- _Task brief_
Sort through the entries below and pull out lines containing the word "target".

- _Source information_

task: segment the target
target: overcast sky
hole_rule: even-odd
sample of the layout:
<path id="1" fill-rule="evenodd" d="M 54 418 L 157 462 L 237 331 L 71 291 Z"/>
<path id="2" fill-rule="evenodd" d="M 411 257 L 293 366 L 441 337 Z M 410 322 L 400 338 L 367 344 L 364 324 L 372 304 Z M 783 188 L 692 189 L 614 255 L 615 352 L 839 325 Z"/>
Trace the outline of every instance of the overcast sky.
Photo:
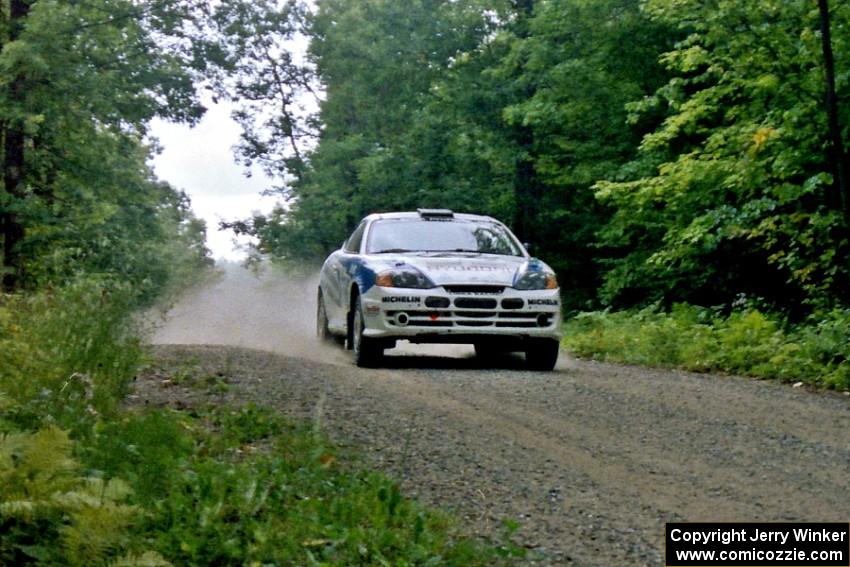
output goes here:
<path id="1" fill-rule="evenodd" d="M 154 158 L 153 167 L 157 177 L 186 191 L 195 215 L 207 221 L 207 246 L 213 257 L 237 260 L 245 253 L 234 248 L 232 232 L 218 229 L 219 221 L 268 212 L 275 199 L 260 196 L 271 185 L 261 171 L 254 169 L 247 178 L 233 159 L 240 129 L 230 118 L 231 107 L 209 102 L 207 108 L 194 128 L 154 120 L 151 134 L 163 151 Z"/>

- _Problem solution_
task: segment the target
target: overcast sky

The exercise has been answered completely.